Письменное задание A
Ответьте по фрагменту о Винсенте и Тео на следующие вопросы:
(i) С чем Дорус и Анна сравнивают Тео в своем письме?
(ii) Через какое время и в какой роли Тео приехал к Винсенту?
(iii) Кем Винсент по-прежнему видел себя в собственной карьере?
Письменное задание B
Изложите в виде списка абзац фрагмента о Винсенте и Тео, начинающийся словами «Возможно, противостояние со стороны Тео». Сохраните его основные факты.

Фрагмент текста
____________________
Мало ему было этой новости, мало было обиды, терзаний и угрызений совести, так до него еще дошли вести о ликовании в Эттене; было от чего прийти в отчаяние. «Дорогой Тео, оставайся и дальше гордостью и радостью для родителей, на которых так часто обрушиваются потрясения», – писали Дорус и Анна. «В это непростое время ты для нас – как луч солнечного света».
Не прошло и двух недель, как Тео приехал к Винсенту в роли посредника-миротворца. Но судя по всему, братья сильно поссорились; ссора продолжилась в последующей переписке: Винсент пытался оставить за собой последнее слово против, казалось бы неоспоримого, доказательства успеха его брата. Он обличал легкую и поверхностную жизнь Тео. Он высмеивал окружавшее брата «изысканное общество» и благополучие его жизни. Он называл его «ограниченным и чересчур осмотрительным», порицая за отказ от всего настоящего, что приводит к плачевному результату – невозможности «естественной», а также «подлинной», «внутренней» жизни. Он сравнивал гладкий путь своего брата к успеху с каменистой тропой, которой шел сам, и говорил о грядущей парижской жизни Тео со зловещим предостережением: «Какой бы румяной ни была заря, существует еще и мрак полночи, и обжигающий, тяжкий полуденный зной».
Что же до его собственной карьеры, то Винсент по-прежнему видел себя только в роли катехизатора. Он настаивал, что любая другая работа означала бы предательство его истинных убеждений. Винсенту только что исполнилось двадцать пять, и ему было необходимо добиться успеха хоть в чем-нибудь, научиться думать и поступать самостоятельно, независимо от мнения отца и шлейфа прошлого. Он с мальчишеской запальчивостью защищал Адлера и свою работу в воскресной школе. В ответ на неизбежный вопрос: «Чем ты собираешься зарабатывать себе на жизнь?» – Винсент апеллировал к небесному покровительству. «Счастлив тот, кто верует в Господа, – провозгласил он, – ибо в конце концов, пусть даже не избегнув бед и печалей, он преодолеет все жизненные трудности».
Возможно, противостояние со стороны Тео, а также неодобрение отца лишь укрепили решимость Винсента. Страница за страницей, прибегая к запутанным аргументам и лихорадочному самоободрению, Винсент со страстной горячностью вновь утверждал свою преданность высокому идеалу. «Человеку нужно только самое бесконечное и чудесное, – заявлял он. – И человек не должен соглашаться на меньшее». Он составлял длинные списки книг, поэзии и изображений – это не считая, разумеется, Библии, – которым он, будучи «homme intérieur et spirituel», собирался посвятить жизнь. Он выражал солидарность с теми писателями, поэтами и художниками, которые «мыслили более глубоко, искали, работали и любили чуть больше, чем все остальные, – с теми, кто достиг глубин океана жизни».
____________________
Выдержки из данных

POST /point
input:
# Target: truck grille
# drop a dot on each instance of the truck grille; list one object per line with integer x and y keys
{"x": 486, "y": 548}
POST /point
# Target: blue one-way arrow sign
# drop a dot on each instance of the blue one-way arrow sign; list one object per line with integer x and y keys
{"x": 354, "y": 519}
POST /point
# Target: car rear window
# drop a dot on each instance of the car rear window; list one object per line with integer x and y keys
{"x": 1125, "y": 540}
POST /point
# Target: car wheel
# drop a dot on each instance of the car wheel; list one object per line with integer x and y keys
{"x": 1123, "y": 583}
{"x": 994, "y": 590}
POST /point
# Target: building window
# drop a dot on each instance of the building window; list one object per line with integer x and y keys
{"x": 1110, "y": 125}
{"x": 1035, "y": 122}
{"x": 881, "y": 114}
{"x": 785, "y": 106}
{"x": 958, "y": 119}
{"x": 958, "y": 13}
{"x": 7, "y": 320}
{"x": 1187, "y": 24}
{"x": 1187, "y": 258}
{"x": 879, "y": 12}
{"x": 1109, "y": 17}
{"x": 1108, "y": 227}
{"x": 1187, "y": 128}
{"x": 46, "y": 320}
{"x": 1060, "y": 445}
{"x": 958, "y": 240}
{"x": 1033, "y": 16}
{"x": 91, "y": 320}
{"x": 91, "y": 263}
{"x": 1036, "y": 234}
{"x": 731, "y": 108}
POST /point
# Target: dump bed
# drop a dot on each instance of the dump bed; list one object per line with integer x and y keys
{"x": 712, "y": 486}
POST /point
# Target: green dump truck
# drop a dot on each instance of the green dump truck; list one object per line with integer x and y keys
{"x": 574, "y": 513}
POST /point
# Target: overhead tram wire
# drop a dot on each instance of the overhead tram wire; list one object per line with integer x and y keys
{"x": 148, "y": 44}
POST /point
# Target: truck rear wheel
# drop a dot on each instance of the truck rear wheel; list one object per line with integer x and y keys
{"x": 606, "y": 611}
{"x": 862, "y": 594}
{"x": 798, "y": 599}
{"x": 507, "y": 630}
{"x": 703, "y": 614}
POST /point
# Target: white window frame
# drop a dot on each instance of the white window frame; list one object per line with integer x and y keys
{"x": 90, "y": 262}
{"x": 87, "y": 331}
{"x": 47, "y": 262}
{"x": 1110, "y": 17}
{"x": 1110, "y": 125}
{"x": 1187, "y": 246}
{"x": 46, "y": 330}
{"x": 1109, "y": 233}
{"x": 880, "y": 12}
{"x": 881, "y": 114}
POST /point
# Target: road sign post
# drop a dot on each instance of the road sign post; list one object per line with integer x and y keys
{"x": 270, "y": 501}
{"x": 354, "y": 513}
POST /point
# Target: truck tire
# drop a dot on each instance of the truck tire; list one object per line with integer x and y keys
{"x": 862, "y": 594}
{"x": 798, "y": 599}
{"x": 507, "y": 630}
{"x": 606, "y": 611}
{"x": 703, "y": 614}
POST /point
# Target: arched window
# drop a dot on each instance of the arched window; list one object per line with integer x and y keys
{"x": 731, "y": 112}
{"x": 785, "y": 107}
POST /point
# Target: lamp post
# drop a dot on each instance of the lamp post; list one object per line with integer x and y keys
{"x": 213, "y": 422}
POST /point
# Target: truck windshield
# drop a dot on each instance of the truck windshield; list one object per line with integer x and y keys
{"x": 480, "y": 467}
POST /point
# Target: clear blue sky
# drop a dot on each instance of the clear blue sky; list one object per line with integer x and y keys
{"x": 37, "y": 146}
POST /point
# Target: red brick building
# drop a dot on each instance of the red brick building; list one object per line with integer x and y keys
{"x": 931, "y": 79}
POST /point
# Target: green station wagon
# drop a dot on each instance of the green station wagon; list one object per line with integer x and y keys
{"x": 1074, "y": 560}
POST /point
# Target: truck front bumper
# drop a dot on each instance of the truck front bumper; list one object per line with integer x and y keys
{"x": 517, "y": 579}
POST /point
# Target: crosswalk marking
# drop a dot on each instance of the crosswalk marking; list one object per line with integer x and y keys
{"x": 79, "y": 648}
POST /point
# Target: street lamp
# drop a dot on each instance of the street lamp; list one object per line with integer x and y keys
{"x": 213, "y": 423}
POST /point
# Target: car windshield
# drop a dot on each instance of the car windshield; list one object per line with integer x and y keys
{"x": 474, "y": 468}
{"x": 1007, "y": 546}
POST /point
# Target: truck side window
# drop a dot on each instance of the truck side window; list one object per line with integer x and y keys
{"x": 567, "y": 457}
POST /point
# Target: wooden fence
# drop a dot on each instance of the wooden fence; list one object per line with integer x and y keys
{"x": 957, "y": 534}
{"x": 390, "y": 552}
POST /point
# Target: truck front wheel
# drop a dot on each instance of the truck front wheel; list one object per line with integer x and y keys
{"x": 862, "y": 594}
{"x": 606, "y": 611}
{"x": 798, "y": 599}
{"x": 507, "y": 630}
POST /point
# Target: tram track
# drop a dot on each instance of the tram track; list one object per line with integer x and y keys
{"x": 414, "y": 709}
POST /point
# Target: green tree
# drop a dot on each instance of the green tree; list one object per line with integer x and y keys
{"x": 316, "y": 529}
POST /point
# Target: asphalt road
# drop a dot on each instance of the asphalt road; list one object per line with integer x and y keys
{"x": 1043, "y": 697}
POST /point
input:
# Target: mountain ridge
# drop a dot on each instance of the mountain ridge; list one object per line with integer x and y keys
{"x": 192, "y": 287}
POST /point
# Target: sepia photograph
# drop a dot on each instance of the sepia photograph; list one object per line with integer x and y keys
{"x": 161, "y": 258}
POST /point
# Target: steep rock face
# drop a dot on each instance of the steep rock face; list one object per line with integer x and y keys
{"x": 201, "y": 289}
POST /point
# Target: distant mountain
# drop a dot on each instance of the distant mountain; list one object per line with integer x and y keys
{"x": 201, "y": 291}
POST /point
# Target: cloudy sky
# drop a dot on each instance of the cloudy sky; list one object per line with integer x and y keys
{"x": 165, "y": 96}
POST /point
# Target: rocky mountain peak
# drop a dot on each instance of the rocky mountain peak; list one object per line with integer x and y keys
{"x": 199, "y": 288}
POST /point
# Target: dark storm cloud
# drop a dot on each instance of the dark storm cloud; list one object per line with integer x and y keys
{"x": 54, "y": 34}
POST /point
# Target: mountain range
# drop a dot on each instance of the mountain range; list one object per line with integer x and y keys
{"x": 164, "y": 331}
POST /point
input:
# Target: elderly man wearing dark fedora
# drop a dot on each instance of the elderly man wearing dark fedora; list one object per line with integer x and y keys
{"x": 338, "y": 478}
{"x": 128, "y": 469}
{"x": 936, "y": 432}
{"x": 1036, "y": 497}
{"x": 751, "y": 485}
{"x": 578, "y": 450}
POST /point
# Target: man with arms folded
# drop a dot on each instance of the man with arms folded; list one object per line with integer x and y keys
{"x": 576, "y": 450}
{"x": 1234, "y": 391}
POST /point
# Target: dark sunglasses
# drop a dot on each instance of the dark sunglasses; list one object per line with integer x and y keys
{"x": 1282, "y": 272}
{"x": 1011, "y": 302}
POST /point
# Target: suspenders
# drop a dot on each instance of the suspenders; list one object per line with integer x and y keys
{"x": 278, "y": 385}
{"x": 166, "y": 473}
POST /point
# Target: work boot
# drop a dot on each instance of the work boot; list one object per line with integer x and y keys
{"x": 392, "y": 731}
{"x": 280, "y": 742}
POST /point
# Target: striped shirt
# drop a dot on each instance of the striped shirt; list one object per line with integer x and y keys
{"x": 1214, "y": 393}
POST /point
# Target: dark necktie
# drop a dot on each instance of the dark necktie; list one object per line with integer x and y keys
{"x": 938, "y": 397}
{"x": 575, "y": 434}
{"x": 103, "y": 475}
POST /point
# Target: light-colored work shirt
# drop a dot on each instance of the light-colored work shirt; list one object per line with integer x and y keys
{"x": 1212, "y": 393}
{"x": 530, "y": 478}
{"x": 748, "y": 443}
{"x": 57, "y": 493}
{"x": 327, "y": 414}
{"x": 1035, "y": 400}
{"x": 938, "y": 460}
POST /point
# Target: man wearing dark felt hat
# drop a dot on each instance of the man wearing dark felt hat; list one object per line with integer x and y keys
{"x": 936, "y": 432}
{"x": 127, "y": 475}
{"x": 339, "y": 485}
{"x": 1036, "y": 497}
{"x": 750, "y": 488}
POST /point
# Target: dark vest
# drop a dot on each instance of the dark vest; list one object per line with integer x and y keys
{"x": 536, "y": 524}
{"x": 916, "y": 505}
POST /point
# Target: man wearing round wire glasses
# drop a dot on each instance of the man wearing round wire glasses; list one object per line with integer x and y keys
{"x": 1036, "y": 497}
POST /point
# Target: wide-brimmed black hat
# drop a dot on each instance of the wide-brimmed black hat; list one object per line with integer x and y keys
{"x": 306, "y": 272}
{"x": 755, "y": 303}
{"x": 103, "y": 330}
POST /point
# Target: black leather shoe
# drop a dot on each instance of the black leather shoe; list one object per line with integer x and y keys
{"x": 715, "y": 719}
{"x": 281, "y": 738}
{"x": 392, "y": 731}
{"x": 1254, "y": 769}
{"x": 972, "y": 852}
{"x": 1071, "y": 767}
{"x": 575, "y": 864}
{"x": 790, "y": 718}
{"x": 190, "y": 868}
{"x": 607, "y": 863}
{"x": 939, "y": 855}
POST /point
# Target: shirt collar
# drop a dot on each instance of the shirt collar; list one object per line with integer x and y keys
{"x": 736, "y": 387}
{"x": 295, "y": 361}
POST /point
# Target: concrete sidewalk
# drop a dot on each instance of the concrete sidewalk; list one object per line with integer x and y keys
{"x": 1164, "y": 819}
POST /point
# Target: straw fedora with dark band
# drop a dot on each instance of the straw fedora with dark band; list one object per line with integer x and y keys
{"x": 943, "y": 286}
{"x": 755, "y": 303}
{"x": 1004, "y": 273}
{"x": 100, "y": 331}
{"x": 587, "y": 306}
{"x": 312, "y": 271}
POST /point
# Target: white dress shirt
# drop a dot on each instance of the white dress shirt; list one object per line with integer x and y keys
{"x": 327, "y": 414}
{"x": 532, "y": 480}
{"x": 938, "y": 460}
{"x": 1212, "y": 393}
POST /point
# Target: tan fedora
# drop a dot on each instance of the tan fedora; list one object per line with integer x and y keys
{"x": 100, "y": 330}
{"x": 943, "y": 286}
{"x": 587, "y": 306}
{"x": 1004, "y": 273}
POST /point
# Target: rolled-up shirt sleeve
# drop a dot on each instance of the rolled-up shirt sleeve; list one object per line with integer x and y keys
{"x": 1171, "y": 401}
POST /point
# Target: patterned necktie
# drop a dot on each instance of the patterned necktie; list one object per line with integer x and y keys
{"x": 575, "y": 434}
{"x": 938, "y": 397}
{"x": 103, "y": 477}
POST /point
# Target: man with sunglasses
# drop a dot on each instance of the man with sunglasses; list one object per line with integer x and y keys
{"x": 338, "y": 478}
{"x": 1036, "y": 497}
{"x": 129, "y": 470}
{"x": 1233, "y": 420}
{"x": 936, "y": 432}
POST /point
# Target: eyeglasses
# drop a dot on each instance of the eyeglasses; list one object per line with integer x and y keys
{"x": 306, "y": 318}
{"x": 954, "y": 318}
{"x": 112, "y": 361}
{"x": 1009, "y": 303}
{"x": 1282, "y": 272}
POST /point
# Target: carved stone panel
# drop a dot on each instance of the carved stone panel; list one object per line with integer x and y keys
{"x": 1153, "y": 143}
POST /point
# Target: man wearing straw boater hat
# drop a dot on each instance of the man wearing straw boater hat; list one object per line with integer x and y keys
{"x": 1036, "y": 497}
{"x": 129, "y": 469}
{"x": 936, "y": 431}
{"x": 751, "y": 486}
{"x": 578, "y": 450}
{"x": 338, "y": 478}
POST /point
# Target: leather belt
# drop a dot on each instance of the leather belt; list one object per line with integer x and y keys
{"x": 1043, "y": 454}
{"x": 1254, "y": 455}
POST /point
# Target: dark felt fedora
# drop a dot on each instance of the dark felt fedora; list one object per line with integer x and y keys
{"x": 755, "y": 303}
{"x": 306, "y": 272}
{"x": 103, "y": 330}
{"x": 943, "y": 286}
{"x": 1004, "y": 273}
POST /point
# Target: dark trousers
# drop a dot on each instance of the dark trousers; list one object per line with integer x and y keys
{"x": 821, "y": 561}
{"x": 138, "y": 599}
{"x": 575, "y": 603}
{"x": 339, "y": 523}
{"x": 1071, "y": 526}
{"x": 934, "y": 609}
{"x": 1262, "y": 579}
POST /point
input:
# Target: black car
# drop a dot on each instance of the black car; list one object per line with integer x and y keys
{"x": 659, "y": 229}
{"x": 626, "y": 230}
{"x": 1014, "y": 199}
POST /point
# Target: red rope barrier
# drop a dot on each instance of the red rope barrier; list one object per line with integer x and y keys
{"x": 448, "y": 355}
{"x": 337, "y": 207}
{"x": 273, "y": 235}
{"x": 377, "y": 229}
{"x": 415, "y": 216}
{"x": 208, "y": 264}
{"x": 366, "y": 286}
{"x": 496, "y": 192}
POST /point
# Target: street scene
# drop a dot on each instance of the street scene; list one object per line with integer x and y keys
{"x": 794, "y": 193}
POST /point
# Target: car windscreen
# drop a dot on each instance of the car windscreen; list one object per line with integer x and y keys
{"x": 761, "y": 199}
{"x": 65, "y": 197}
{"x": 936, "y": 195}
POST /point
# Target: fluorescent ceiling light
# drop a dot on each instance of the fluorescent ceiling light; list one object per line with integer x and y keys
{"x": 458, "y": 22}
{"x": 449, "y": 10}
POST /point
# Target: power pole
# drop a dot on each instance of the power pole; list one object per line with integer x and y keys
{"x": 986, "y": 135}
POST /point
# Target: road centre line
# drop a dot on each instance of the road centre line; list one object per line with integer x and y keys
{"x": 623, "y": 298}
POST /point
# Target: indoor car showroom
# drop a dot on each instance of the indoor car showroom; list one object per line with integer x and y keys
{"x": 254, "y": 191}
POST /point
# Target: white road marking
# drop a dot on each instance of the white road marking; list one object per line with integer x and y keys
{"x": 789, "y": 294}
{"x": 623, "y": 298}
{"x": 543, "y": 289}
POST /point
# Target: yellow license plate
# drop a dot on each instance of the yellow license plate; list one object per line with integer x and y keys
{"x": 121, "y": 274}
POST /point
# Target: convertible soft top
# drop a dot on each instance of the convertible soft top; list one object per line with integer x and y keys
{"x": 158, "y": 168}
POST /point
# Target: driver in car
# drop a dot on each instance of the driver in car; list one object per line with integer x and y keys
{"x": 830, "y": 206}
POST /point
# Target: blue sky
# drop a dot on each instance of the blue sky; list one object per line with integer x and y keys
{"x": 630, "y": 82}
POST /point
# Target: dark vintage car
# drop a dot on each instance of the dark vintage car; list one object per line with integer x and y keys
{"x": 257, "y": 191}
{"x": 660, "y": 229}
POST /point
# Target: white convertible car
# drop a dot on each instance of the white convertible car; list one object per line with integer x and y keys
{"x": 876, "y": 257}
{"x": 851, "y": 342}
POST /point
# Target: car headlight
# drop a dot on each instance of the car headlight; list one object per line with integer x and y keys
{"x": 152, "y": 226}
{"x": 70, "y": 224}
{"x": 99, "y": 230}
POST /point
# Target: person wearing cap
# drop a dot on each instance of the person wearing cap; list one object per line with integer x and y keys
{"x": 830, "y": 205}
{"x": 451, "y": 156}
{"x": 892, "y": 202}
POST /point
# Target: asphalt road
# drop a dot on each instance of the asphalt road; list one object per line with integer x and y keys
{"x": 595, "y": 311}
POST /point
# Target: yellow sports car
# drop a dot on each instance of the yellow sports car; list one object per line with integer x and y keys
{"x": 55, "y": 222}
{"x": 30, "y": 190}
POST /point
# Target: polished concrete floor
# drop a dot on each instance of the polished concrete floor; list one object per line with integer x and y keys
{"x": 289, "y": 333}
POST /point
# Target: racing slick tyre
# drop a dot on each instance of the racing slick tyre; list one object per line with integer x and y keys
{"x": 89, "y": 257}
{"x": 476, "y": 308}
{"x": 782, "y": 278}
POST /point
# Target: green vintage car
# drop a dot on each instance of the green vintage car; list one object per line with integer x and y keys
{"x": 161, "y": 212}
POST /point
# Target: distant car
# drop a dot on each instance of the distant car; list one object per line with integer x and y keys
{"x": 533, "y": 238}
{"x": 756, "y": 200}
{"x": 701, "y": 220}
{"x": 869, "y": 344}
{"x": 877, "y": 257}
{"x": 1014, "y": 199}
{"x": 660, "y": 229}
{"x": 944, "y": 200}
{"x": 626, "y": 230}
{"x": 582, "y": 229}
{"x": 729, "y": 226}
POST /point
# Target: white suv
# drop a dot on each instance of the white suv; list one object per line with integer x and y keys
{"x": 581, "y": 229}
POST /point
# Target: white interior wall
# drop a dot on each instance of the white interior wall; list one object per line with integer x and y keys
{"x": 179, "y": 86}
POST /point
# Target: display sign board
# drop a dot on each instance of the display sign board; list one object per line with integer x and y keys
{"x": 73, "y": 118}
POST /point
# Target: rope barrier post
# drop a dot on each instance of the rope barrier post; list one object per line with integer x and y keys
____________________
Решение задания A
(i) С лучом солнечного света.
(ii) Не прошло и двух недель; в роли посредника-миротворца.
(iii) Катехизатором.

Решение задания B
- Противостояние Тео и неодобрение отца, возможно, лишь укрепили решимость Винсента.
- Страница за страницей Винсент страстно утверждал свою преданность высокому идеалу. Он прибегал к запутанным аргументам и лихорадочному самоободрению.
- Он заявлял, что человеку нужно только самое бесконечное и чудесное и на меньшее соглашаться нельзя.
- Он составлял длинные списки книг, поэзии и изображений, не считая Библии. Им он, как «homme intérieur et spirituel», собирался посвятить жизнь.
- Он выражал солидарность с писателями, поэтами и художниками, которые мыслили глубже, искали, работали и любили больше остальных.